**THE RECORDS:**
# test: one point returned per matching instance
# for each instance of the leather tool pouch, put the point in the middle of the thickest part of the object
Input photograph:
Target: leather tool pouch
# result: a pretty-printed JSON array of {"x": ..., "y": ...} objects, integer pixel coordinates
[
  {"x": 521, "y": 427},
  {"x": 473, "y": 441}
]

**ASSIGNMENT:** Please find, in the entries above, every line where "pouch" occurs, and copy it.

**SOLUTION TO THIS PROBLEM:**
# for each instance of the leather tool pouch, put the point in the middle of the thickest part of the object
Target: leather tool pouch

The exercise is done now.